### [What to work on]
(a) In the Jesse Owens piece, how many world records did Owens set during the 1935 Big Ten championship at Ferry Field?
(b) Transcribe the Jesse Owens piece between "The Boy With" and "available February 11.", inclusive.

Tag: running

The Boy With No Future

His story is the stuff of legend. Raised by sharecroppers in the American South during the Jim Crow era, Jesse Owens was born without any real prospects in the world. By dint of the color of his skin, he wouldn’t have access to a decent education, would never be able to attend a good college, and would more than likely end up working the land like his parents.

Be sure to watch our upcoming program, “Running the Race,” which features the Jesse Owens story, available February 11.

But wanting a better life for their children, Jesse’s parents, Henry and Mary, joined the hundreds of thousands of African Americans who headed north in the Great Migration. After Jesse’s prodigious athletic talent caught the attention of a teacher at his high school in Cleveland, Ohio, he attended Ohio State University and ran and jumped his way into history by setting four world records in 45 minutes during the Big Ten championship at Ferry Field in 1935. The feat has been referred to as the “greatest 45 minutes in sports history.”¹

Fifteen months later, Owens won four gold medals in front of German dictator Adolf Hitler at the Berlin Olympics. Returning to his home country, Owens was greeted with a hero’s welcome. That is, a black hero’s welcome. Owens wasn’t permitted to use the front entrance of the Waldorf Astoria Hotel in New York City in order to attend a reception held in his honor, being forced instead to use a freight elevator. While much has been made of Hitler’s “snub” of Owens in Berlin, Owens believed he experienced a greater indignity at the hands of his own head of state. “Hitler didn’t snub me,” Jesse Owens said. “It was our president who snubbed me. The president [Franklin Delano Roosevelt] didn’t even send me a telegram.”

Owens went on to eventually earn a comfortable living. He was appointed as a Goodwill Ambassador for the United States government and was awarded the Presidential Medal of Freedom by President Jimmy Carter in 1976. 

Jesse Owens died in 1980. He is remembered by history as an American hero, a trailblazer who broke down barriers, stood up to a tyrant, and lived his life with dignity. But had Jesse Owens followed the script written for him by American society, you would have never heard of him. He would never have been the subject of documentaries, movies, and books, and he wouldn’t be remembered as one of the greatest athletes to have ever lived. In fact, he wouldn’t be remembered at all. 

An interesting aside: Dave Albritton, Mack Robinson—older brother of baseball’s Jackie Robinson—and Ralph Metcalfe were other African Americans who won medals in Berlin. Like Owens, they were all born and initially raised in the American South. Like Owens, they all moved north during the Great Migration. And like Owens, if they had stayed in the South they would have been denied opportunities and would never have become champions. Owens’ great rival before the Olympics, Eulace Peacock, was, like Owens, born Alabama, but was raised in New Jersey after his parents moved their family north.

It was expected that Jesse Owens would have no future. He would be another statistic, another casualty of a system deliberately set up to prevent him from becoming what he might be. In the same way, many people today—even many Christians—believe they have no future, the system conspiring to prevent them from fulfilling their potential.

Jesus died that “whosoever believeth in Him should not perish but have everlasting life” (John 3:16). He said that He would accept anyone who came to Him in faith (John 6:37), and would draw all to Himself (John 12:32). Paul wrote that “Christ died for our sins” (1 Corinthians 15:3). In other words, every single person alive may become a child of God and inherit everlasting life.

### [Data section]

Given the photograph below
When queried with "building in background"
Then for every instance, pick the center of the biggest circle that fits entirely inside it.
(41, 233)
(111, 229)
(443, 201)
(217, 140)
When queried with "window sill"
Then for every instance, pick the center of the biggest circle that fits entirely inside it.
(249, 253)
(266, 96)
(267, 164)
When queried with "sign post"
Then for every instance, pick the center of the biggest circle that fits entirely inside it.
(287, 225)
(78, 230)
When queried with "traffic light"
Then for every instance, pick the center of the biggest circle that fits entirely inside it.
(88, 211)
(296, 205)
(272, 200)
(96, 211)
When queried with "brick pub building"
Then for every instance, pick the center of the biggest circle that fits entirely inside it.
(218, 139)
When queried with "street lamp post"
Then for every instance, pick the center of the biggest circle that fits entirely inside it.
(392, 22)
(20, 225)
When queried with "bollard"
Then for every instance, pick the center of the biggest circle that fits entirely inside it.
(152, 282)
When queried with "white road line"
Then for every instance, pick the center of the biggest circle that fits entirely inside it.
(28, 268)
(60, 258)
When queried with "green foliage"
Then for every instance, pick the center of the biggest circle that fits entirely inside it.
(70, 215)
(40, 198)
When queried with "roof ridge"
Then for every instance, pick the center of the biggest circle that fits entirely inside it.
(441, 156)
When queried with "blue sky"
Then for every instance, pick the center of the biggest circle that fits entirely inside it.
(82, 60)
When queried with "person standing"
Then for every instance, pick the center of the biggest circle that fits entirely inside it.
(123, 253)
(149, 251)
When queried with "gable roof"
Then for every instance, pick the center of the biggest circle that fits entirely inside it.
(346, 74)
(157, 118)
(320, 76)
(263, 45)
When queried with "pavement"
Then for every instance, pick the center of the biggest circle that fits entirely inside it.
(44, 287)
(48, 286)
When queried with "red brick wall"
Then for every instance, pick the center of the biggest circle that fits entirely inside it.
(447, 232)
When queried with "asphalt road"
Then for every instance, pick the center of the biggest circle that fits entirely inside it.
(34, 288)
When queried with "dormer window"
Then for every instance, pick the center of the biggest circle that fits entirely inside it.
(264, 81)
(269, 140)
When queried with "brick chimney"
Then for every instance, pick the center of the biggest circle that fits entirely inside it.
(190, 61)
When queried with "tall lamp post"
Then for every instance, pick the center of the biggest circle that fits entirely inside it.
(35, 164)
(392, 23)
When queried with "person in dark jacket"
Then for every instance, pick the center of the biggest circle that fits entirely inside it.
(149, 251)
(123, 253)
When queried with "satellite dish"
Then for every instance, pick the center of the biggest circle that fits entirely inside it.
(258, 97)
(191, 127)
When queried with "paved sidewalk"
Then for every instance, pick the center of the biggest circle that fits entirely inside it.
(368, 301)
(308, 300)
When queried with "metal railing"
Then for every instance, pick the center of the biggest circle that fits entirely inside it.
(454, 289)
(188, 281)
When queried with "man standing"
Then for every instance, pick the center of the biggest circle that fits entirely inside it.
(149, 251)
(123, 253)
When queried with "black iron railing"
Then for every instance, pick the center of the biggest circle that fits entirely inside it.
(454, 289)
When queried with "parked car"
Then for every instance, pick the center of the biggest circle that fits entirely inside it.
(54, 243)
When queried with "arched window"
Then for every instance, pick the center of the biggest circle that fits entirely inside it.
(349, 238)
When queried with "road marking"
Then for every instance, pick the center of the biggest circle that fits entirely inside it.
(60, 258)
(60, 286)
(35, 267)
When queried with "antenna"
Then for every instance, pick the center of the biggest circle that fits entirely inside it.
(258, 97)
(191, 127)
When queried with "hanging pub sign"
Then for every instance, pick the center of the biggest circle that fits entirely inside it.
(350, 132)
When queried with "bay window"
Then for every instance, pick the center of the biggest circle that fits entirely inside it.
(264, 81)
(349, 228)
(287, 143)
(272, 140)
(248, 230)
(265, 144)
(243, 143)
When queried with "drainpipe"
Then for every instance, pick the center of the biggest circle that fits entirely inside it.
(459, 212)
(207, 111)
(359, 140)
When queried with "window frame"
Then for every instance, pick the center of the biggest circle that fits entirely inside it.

### [Answers for this exercise]
(a) Four

(b)
The Boy With No Future

His story is the stuff of legend. Raised by sharecroppers in the American South during the Jim Crow era, Jesse Owens was born without any real prospects in the world. By dint of the color of his skin, he wouldn’t have access to a decent education, would never be able to attend a good college, and would more than likely end up working the land like his parents.

Be sure to watch our upcoming program, “Running the Race,” which features the Jesse Owens story, available February 11.